## [Instructions for the task]
Please copy out the entries until you have copied the line that contains "Task: Find the car's", beginning with the first line.

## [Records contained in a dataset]
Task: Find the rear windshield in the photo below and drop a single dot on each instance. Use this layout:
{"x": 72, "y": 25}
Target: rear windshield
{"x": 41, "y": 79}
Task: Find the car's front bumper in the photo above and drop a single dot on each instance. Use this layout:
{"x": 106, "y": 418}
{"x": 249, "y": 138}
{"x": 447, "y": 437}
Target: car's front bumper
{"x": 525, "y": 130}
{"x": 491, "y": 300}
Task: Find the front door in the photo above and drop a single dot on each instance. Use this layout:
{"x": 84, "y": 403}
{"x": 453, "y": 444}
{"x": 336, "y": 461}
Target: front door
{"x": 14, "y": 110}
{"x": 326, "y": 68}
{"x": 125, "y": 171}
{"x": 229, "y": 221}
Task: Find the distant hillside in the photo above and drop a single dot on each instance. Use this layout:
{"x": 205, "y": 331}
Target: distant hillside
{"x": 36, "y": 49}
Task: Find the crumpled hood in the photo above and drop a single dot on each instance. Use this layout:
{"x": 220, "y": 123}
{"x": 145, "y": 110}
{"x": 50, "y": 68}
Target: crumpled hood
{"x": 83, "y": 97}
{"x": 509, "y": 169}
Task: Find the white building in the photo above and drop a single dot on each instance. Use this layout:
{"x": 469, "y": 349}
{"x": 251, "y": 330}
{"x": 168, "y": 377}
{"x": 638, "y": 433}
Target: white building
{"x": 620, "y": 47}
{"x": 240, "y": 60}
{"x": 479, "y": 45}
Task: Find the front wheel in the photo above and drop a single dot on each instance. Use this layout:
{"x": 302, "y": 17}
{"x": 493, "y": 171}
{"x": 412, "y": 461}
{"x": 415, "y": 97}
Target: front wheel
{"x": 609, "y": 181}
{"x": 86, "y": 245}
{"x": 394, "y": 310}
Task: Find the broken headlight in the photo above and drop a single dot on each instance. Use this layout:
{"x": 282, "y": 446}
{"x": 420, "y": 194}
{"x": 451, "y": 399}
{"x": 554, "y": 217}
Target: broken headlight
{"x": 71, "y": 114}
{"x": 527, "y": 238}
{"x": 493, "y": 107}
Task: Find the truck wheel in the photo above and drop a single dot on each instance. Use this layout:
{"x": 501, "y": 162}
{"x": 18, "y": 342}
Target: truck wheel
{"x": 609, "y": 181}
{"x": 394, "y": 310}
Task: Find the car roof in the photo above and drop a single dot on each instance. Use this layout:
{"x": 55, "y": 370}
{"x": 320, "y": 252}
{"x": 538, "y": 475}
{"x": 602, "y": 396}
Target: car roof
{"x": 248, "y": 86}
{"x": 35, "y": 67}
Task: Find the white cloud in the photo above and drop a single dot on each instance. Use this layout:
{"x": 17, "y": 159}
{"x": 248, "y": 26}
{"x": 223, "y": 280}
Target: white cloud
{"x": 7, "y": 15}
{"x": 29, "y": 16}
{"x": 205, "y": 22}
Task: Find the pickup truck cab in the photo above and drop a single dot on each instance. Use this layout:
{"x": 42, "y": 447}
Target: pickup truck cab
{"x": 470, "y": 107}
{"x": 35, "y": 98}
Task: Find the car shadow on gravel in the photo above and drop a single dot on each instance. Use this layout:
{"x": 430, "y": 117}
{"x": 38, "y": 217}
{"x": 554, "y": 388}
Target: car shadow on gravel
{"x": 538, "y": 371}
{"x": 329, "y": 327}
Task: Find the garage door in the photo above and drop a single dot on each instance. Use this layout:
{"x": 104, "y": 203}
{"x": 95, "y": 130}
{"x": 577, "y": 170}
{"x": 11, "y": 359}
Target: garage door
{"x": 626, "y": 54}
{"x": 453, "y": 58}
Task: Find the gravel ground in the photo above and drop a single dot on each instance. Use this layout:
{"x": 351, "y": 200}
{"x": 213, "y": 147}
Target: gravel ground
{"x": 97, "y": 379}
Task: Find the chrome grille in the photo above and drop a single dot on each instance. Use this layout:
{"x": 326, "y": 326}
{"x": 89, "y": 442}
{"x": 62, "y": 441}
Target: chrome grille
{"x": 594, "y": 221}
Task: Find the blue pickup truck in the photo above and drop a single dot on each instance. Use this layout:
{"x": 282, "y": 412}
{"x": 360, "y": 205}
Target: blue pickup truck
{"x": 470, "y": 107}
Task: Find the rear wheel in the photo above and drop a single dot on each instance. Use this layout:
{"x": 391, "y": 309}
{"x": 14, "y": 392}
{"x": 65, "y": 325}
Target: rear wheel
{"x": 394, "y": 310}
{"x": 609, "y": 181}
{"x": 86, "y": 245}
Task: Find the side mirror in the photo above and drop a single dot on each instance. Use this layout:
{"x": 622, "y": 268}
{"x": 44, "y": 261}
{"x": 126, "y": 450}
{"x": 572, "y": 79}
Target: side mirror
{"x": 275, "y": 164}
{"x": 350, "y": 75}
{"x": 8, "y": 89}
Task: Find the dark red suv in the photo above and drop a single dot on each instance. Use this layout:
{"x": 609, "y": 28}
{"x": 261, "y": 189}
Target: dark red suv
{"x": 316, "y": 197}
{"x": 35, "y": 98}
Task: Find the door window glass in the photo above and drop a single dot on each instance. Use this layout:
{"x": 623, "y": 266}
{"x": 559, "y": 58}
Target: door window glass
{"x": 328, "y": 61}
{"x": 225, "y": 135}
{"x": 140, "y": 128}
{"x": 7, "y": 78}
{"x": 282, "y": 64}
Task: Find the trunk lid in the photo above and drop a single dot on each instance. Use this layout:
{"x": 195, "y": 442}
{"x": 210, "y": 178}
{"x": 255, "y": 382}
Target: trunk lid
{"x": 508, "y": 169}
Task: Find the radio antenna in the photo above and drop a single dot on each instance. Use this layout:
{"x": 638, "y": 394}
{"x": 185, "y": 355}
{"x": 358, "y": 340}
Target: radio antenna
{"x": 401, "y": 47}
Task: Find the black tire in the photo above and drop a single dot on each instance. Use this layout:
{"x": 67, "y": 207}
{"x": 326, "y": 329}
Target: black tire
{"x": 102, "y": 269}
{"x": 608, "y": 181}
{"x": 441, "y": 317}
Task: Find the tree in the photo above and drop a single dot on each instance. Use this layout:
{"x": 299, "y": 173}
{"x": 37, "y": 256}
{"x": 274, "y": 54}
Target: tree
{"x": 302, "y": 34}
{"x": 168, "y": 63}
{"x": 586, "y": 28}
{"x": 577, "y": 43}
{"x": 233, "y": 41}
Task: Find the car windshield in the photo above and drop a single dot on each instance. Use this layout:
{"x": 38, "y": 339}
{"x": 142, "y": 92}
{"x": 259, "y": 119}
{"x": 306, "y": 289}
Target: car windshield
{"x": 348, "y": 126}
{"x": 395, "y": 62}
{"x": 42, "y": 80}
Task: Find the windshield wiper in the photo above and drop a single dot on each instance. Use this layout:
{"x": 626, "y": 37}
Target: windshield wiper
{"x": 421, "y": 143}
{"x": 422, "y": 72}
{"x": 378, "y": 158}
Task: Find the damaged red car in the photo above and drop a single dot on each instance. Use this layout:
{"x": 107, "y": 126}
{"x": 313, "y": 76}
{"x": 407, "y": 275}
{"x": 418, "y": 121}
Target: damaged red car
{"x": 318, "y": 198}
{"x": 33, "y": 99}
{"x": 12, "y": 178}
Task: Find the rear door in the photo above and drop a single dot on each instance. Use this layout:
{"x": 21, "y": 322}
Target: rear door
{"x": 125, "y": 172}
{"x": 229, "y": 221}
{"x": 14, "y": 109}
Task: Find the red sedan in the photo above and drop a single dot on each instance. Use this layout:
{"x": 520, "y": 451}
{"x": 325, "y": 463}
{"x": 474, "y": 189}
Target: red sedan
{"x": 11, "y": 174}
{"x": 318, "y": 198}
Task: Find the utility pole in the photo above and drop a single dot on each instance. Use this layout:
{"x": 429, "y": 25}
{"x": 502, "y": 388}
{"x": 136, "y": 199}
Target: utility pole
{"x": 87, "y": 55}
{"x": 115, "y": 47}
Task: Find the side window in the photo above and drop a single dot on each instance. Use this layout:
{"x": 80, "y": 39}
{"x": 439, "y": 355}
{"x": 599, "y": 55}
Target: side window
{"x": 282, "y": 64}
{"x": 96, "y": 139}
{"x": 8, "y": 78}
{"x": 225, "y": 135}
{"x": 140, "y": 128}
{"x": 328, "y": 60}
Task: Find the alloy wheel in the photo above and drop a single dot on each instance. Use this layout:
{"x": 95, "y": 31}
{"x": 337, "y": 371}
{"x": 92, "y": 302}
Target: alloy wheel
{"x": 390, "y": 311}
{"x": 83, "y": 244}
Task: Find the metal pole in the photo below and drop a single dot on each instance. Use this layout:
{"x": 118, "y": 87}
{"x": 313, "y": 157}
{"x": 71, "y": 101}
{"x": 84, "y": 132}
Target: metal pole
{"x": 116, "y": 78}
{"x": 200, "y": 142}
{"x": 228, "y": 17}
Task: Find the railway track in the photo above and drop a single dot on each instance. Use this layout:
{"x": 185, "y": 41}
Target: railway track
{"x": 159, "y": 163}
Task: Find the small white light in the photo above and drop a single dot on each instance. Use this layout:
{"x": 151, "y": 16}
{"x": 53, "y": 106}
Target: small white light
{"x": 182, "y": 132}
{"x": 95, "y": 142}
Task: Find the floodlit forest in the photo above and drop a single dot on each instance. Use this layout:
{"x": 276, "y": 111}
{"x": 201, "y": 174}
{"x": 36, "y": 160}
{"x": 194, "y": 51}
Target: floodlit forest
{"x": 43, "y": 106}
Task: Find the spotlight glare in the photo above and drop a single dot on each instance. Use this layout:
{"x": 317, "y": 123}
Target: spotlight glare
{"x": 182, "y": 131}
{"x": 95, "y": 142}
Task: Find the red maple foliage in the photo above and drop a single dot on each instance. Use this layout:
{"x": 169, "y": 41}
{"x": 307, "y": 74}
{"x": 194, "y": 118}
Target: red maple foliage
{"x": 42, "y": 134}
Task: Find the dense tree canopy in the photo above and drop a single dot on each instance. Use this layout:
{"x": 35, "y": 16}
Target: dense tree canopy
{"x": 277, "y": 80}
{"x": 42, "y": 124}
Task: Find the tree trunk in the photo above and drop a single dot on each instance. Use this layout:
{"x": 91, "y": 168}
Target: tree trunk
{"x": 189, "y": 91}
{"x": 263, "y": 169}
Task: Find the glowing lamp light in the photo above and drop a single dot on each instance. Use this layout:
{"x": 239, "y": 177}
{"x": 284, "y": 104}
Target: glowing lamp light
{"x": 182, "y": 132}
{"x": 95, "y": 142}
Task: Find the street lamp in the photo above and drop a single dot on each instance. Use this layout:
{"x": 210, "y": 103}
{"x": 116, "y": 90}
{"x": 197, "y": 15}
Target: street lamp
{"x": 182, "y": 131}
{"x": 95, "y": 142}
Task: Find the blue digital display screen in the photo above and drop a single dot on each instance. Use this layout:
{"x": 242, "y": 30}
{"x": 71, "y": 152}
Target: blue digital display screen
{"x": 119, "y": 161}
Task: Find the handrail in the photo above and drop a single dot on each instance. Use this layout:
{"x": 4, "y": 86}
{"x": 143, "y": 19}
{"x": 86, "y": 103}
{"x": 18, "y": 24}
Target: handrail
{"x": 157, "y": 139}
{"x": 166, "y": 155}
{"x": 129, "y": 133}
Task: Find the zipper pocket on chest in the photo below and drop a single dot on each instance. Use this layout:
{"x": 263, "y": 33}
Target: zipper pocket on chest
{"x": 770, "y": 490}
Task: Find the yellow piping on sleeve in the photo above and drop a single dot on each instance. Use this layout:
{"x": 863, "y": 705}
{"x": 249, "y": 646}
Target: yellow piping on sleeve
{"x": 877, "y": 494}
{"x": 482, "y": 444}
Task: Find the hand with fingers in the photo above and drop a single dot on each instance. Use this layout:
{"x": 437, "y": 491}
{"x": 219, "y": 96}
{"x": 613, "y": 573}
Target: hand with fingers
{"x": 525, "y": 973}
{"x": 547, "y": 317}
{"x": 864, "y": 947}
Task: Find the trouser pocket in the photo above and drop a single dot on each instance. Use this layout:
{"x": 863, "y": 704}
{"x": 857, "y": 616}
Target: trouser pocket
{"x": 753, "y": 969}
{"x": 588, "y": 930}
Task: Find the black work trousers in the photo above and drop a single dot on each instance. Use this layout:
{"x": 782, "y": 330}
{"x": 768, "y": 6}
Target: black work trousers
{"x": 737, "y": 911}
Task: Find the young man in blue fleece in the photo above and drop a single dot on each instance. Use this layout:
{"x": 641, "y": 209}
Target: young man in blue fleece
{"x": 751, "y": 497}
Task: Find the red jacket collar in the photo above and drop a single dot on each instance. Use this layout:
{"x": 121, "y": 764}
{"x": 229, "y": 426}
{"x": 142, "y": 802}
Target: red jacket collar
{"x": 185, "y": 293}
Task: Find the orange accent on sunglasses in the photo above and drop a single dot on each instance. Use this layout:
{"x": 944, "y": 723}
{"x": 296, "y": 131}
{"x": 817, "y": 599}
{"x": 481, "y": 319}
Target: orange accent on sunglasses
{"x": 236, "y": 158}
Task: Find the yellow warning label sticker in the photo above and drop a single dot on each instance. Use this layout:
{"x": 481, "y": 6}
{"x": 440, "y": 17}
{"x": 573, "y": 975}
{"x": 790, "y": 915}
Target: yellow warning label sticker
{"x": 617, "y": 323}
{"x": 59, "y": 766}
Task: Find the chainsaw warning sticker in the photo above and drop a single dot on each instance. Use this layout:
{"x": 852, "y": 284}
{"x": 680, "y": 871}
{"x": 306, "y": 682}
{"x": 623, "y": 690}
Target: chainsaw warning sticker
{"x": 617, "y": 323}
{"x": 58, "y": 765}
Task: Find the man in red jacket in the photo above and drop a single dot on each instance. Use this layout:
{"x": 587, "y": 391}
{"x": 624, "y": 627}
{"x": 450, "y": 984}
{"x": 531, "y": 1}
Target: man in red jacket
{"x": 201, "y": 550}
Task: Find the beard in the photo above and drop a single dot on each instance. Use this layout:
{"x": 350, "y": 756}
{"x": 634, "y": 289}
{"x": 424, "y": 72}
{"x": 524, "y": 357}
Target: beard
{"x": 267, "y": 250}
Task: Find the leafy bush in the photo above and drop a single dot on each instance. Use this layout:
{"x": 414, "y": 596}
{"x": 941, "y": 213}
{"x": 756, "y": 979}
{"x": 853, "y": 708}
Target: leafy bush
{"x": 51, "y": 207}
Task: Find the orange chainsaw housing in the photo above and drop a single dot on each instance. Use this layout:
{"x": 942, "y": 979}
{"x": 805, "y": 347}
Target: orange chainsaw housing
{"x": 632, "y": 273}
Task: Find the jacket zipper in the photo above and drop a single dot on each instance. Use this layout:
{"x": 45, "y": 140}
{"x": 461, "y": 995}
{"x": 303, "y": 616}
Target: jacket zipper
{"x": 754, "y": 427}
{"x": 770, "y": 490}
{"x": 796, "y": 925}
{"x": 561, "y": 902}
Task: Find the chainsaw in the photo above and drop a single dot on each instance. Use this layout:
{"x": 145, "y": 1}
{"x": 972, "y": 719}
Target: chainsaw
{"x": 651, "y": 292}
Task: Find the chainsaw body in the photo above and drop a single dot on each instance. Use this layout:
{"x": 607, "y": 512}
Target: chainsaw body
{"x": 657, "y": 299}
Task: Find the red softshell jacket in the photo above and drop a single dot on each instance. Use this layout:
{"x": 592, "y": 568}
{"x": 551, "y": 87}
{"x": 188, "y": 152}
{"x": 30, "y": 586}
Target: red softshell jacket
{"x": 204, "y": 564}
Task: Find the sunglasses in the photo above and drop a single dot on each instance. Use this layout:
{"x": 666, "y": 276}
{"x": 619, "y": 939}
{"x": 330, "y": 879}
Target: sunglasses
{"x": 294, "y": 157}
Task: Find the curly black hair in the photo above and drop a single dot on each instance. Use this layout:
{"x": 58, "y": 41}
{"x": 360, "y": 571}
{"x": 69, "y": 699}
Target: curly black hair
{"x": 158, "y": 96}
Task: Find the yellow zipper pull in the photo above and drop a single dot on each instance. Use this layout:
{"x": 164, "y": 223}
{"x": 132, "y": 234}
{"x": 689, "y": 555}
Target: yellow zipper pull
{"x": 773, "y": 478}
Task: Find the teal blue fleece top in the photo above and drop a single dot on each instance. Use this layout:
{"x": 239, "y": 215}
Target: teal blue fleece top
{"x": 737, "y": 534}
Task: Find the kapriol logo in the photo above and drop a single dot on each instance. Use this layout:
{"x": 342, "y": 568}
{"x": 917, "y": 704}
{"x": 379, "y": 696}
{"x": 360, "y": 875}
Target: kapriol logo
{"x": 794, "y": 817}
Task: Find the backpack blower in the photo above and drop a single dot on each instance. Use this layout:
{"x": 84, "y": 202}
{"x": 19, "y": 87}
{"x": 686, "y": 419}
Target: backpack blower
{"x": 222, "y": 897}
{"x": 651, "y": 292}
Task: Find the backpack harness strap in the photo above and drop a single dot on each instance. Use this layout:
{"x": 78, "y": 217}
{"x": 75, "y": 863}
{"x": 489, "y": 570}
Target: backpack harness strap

## [Exercise solution]
Task: Find the rear windshield in the photo below and drop a single dot on each instance. Use this layout:
{"x": 72, "y": 25}
Target: rear windshield
{"x": 41, "y": 79}
Task: Find the car's front bumper in the photo above and drop a single dot on each instance. Use this layout:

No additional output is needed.